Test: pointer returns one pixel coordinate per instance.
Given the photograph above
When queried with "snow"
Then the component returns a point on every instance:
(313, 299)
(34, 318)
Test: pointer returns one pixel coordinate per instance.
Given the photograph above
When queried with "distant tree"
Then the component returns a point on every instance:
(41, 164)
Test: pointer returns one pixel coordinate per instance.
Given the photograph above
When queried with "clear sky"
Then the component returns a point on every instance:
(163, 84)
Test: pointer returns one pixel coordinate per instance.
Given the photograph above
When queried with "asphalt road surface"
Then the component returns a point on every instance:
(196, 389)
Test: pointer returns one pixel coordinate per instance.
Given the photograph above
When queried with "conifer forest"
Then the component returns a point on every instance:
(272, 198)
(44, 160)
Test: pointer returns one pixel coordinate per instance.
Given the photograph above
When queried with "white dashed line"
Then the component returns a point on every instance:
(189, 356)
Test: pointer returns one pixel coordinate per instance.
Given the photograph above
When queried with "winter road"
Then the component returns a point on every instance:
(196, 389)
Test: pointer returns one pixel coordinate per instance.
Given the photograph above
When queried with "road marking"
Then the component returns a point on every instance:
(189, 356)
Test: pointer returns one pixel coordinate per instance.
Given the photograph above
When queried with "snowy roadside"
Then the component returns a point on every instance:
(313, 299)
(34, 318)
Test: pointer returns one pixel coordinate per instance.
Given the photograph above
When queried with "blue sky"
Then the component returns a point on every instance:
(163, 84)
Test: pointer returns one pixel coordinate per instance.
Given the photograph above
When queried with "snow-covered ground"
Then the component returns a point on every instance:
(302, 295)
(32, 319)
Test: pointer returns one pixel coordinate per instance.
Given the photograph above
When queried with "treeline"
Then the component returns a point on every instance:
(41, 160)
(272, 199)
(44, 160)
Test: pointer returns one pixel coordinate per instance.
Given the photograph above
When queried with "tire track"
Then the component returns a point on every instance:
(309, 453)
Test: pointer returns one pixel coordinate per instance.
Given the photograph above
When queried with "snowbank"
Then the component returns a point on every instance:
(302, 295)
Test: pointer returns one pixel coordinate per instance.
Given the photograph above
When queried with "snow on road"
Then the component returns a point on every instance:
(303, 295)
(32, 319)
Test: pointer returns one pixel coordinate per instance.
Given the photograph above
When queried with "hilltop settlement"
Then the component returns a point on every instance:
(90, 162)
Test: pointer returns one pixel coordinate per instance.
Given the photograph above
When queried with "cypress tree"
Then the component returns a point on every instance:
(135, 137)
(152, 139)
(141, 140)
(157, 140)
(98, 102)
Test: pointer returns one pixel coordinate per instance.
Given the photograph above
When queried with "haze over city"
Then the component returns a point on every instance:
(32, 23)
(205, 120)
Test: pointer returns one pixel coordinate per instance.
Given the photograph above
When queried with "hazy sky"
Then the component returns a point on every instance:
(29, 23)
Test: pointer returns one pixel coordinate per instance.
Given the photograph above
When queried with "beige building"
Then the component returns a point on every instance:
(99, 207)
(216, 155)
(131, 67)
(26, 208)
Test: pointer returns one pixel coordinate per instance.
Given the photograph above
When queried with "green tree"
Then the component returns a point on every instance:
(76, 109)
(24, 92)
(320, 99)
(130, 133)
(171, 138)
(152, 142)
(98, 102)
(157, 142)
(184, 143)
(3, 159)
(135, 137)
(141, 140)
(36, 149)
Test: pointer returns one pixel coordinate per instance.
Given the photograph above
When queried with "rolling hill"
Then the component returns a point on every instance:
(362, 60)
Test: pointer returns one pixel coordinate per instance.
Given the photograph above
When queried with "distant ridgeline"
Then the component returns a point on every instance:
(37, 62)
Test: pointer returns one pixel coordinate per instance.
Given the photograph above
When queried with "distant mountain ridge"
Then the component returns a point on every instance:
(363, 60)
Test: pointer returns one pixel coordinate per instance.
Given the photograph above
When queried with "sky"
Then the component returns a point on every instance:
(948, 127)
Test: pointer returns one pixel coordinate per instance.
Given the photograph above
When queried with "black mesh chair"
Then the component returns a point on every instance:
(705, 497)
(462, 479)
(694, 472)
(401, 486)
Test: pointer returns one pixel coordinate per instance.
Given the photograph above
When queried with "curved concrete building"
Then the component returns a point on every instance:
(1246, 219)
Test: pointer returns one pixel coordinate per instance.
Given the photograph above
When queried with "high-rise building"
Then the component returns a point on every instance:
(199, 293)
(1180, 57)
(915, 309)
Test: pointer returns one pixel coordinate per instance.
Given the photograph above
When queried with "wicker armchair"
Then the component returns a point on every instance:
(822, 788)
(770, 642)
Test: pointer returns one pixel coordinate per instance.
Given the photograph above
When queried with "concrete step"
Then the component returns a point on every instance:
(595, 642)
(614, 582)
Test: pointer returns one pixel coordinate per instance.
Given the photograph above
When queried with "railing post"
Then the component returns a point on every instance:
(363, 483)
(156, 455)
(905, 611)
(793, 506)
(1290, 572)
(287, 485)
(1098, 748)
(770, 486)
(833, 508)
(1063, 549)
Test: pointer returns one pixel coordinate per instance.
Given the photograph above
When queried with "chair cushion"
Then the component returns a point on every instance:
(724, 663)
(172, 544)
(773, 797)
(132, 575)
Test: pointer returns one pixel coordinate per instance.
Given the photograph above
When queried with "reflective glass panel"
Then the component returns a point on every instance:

What to produce — Which lines in the records above contain the string "building"? Pull out every one of them, treating uppercase and lowercase as different.

Answer to this exercise —
When queried with "beige building"
When queried with "curved concrete building"
When queried with "high-rise building"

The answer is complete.